### Apply what you read
**A.** From the apple breeding article below, output the passage that opens with the words containing "As a cherry" and closes with "in the past.", copied word for word.
**B.** Answer these questions using the apple breeding article below, labeling each answer (i), (ii) or (iii):
(i) How long can the process from first cross to final release take?
(ii) How many universities are participating in RosBREED?
(iii) Who is the head of Washington State University's apple breeding program?

### Excerpted text
Jan 3, 2011
Finding right genes could speed up apple breeding

In the last decade or so, apple varieties – even traditional varieties like Red Delicious – have gotten better. Traits like taste and pressure have improved. Tools that weren’t available even 10 years ago – 1-MCP, Retain, CA storage – along with a greater understanding of the best ways to grow, harvest and store fruit, have increased the quality of apples in general, said Todd Fryhover, president of the Washington Apple Commission.

As helpful as those new tools have been, they haven’t managed to speed up the breeding process. It still takes years for a breeder to learn if an apple variety has the right characteristics for the marketplace. Even if it does, decades can go by before the variety is ready to be marketed and sold. From the first cross to the final release, the entire process can take up to 30 years. Growers and retailers don’t want to wait that long.

As a cherry breeder for Michigan State University, Amy Iezzoni is familiar with the frustrations and long waits apple breeders experience. If there were some way to test a variety for its commercial potential beforehand, instead of waiting years for seedlings to grow, it would save a lot of time and money. Such testing would allow a breeder like Iezzoni to concentrate her resources on more promising varieties, and pump those out faster than has happened in the past.

The secret to speeding up the breeding process most likely lies within the apple’s genes. The genetic approach is new to apple breeding, but Jim McFerson, manager of the Washington Tree Fruit Research Commission, expects to see more of it in the next few years.

So does Iezzoni, who’s also director of the RosBREED project. RosBREED is a collaborative effort to speed up the development of fruit in the Rosaceae family. Apples, peaches, cherries and strawberries are part of that family and share many genetic traits.

USDA provided $7.2 million to fund RosBREED – matched by in-kind funding from participating institutions and organizations, for a total budget of $14.4 million. Twenty-seven people from 12 universities are participating in the project, which is in the process of surveying breeders, growers, packers, shippers and everybody else in the chain about what kind of traits they’re looking for in rosaceous fruit. It will take some time for all the data to be compiled, but the end result should give breeders better direction in the future. Some of the data will be ready by the time RosBREED participants meet in East Lansing, Mich., in March, Iezzoni said.

Of great help to apple-breeding efforts: The apple genome (the totality of its genetic information) was just recently sequenced. This breakthrough will “allow scientists to more rapidly identify which genes provide desirable characteristics to the fruit and which genes and gene variants provide disease or drought resistance to the plant,” according to Washington State University.

There’s still a huge gap, however, between sequencing the apple genome and the practical application of that knowledge. Iezzoni and others are starting to close that gap, looking for the “jewels in the genome” – genes that control traits like flavor and texture, she said.

Of course, genetically modifying fruit is not without controversy. Some people are “freaked out” by the idea, considering it unsafe, but attitudes seem to be improving. The genetic approach has so much potential, it’s not something that can be easily discarded, said Kate Evans, the head of Washington State University’s apple breeding program.

David Bedford, an apple breeder with the University of Minnesota, said the apple varieties currently in the marketplace represent only a “tiny bandwidth” of the potential in the fruit’s germplasm. We might see some very interesting apples in the future, he said.

[Recorded data]
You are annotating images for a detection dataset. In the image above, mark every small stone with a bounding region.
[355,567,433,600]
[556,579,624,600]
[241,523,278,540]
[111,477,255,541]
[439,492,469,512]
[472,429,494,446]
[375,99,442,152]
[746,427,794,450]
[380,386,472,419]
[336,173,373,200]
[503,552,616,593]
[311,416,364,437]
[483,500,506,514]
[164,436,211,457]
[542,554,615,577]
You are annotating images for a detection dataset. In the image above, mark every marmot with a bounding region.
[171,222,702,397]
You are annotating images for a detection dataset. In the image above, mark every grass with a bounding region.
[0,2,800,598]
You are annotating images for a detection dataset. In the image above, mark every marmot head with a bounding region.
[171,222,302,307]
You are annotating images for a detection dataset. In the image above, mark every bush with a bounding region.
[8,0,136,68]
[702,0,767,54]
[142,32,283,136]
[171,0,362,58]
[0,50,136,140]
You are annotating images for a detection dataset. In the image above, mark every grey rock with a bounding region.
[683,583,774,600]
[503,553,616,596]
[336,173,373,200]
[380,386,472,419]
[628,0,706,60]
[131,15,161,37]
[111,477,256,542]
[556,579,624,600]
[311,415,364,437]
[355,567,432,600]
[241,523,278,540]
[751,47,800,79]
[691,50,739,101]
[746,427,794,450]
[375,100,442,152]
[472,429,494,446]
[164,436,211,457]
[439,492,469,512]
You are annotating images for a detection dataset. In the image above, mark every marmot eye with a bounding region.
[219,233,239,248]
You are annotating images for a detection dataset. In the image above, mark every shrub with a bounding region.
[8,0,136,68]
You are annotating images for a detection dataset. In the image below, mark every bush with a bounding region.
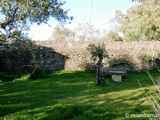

### Task-by-task solutions
**A.**
As a cherry breeder for Michigan State University, Amy Iezzoni is familiar with the frustrations and long waits apple breeders experience. If there were some way to test a variety for its commercial potential beforehand, instead of waiting years for seedlings to grow, it would save a lot of time and money. Such testing would allow a breeder like Iezzoni to concentrate her resources on more promising varieties, and pump those out faster than has happened in the past.

**B.**
(i) Up to 30 years.
(ii) 12.
(iii) Kate Evans.